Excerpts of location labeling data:
..............................

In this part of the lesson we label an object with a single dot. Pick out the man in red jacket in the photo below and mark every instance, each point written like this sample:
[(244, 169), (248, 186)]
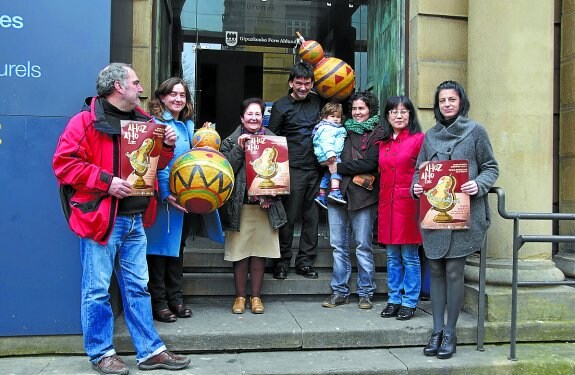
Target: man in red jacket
[(109, 221)]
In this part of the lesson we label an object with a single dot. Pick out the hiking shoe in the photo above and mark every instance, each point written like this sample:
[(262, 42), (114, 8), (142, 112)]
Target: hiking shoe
[(321, 201), (336, 197), (365, 303), (405, 313), (111, 365), (390, 310), (335, 300), (165, 360)]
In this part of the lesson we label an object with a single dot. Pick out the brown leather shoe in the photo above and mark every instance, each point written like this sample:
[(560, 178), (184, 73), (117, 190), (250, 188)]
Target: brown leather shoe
[(165, 360), (111, 365), (181, 311), (239, 305), (257, 305), (165, 316)]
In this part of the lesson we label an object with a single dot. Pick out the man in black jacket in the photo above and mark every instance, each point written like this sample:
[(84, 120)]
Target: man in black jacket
[(294, 117)]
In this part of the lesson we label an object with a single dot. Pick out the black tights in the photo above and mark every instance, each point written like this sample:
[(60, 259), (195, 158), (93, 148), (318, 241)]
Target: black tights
[(447, 287), (256, 267)]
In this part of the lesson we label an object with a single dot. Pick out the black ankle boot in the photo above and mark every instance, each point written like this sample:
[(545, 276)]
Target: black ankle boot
[(434, 342), (448, 346)]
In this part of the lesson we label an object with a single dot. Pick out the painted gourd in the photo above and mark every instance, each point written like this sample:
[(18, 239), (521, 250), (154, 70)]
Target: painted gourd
[(202, 180)]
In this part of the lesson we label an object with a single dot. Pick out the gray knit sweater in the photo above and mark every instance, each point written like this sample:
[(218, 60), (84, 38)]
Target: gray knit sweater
[(464, 139)]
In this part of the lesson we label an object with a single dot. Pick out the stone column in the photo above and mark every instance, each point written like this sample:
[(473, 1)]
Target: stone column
[(510, 87), (565, 259)]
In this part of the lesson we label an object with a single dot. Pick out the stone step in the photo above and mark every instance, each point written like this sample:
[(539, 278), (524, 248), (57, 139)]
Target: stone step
[(211, 259), (536, 358), (222, 283)]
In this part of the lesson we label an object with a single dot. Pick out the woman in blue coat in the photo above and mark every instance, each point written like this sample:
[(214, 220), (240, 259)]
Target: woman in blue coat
[(171, 105)]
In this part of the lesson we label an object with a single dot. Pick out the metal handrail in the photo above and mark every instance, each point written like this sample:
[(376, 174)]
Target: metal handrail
[(518, 241)]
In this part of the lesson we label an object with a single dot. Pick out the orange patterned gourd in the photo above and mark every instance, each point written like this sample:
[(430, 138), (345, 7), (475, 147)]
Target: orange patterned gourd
[(202, 180), (334, 78)]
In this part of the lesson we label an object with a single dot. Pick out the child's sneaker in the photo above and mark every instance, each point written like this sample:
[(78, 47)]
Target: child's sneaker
[(335, 196), (320, 199)]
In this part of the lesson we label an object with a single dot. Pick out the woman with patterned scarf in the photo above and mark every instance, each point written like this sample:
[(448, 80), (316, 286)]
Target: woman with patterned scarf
[(360, 187)]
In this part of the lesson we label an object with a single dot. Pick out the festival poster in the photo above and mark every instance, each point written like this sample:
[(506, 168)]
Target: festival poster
[(442, 204), (267, 165), (140, 148)]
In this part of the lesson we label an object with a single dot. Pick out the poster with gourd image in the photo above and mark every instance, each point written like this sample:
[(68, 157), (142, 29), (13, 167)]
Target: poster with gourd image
[(442, 204)]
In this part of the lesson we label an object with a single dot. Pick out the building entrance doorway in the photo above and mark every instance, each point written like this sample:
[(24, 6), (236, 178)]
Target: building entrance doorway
[(224, 80)]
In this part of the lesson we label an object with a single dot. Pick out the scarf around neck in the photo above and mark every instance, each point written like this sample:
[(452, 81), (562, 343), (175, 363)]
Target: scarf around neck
[(362, 127)]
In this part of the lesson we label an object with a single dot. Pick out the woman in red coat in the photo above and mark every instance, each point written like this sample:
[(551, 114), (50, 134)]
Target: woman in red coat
[(397, 210)]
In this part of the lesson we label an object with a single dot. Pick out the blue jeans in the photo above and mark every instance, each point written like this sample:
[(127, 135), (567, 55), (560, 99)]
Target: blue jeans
[(342, 223), (124, 254), (403, 273)]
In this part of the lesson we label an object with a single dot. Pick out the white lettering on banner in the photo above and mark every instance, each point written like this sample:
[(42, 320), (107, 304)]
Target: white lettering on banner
[(20, 70), (6, 22), (26, 70)]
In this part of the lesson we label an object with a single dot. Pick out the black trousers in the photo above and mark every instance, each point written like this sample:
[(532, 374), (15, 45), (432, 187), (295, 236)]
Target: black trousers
[(300, 207), (166, 275)]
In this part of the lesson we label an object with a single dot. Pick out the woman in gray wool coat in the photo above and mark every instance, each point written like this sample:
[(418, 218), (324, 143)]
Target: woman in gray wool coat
[(454, 137)]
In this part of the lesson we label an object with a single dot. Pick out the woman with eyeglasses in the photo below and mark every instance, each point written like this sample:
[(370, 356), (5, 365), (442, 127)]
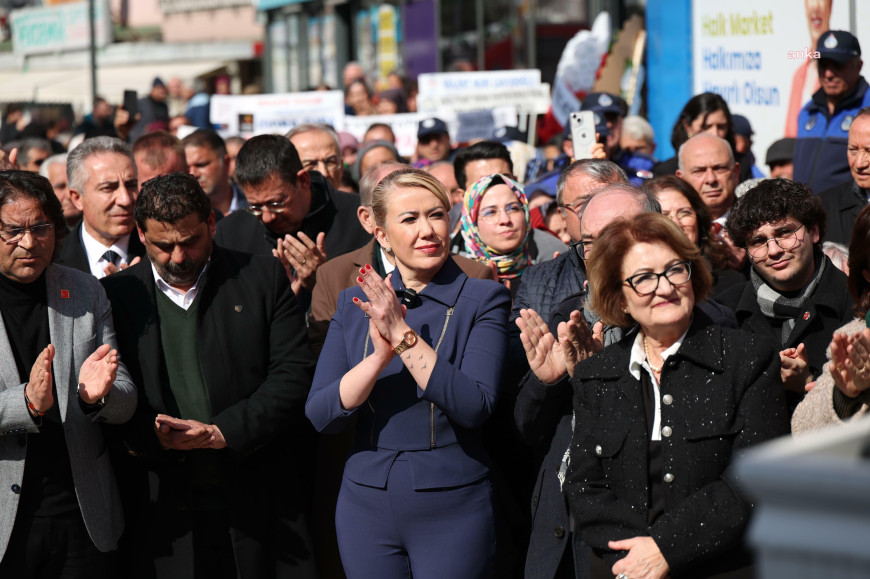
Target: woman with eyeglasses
[(704, 113), (495, 229), (660, 414), (419, 376), (682, 205)]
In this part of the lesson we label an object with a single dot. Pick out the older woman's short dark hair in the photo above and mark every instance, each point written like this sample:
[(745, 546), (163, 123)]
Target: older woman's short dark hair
[(774, 200), (859, 262), (604, 267), (15, 184), (716, 253)]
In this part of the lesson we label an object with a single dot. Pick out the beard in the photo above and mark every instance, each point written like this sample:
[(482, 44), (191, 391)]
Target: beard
[(180, 273)]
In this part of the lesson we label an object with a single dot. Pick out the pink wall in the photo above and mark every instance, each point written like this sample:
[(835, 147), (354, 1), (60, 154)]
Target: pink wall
[(222, 24), (139, 12)]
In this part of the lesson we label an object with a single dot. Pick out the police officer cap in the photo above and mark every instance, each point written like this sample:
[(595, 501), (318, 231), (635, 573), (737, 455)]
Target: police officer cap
[(604, 103), (839, 46), (741, 126), (432, 126), (781, 151)]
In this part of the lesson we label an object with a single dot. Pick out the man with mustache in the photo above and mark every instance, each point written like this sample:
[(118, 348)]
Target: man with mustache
[(103, 184), (216, 342), (795, 294)]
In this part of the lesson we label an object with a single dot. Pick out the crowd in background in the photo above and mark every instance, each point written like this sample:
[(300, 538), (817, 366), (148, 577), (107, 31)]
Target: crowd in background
[(307, 355)]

..............................

What is being asked: Please render everything in the entries above from the line containing "out the orange" down to the line containing "[(362, 127)]", both included, as a Markdown table with the columns No. and Line. Give each line its own numbered row and leave out blank lines.

Task result:
| No. | Line |
|---|---|
| 1 | In this part of the lesson we label an object with a single dot. Pick out the orange patterned gourd in the photo above and mark every instance, each point written like this sample: |
| 2 | [(430, 138), (345, 7), (475, 147)] |
| 3 | Target: orange patterned gourd |
| 4 | [(202, 180), (334, 78)] |
| 5 | In this part of the lesson we label an object with a single dot. Pick out the child's sneaker in the photo above and mark every instance, each point written like this sample: |
| 6 | [(78, 47)] |
| 7 | Target: child's sneaker |
| 8 | [(335, 196), (320, 199)] |
| 9 | In this part of the lesson we label an object with a single dot. Pick out the woman with patterned scarf in the photo above and mark every instance, each point written like this sample: |
| 10 | [(448, 80), (316, 286)] |
| 11 | Target: woman with patterned scarf |
| 12 | [(360, 187)] |
| 13 | In this part of the lesson we label an object with a single dot. Pick out the festival poster in the photo above and mark every instance, each point written like this sample: |
| 14 | [(506, 168)] |
| 15 | Target: festival poster |
| 16 | [(442, 204), (267, 165), (140, 148)] |
| 17 | In this part of the lesson we label an object with a single dot. Pick out the poster with gourd image in the photo above and mark every instance, each point written like this sample: |
| 18 | [(68, 157), (142, 29), (13, 167)] |
| 19 | Target: poster with gourd image |
| 20 | [(442, 204)] |
| 21 | In this part of the lesson we label an object with a single dot. Pick out the building entrance doorway in the photo above and mark every instance, each point written like this sample: |
| 22 | [(24, 6), (236, 178)] |
| 23 | Target: building entrance doorway |
| 24 | [(224, 80)] |
| 25 | In this part of the lesson we label an object with a single dot. Pick out the scarf around neck in the photo above and mark every instance, each point written like this sample: |
| 26 | [(452, 81), (562, 343), (175, 363)] |
| 27 | Target: scarf around neck |
| 28 | [(362, 127)] |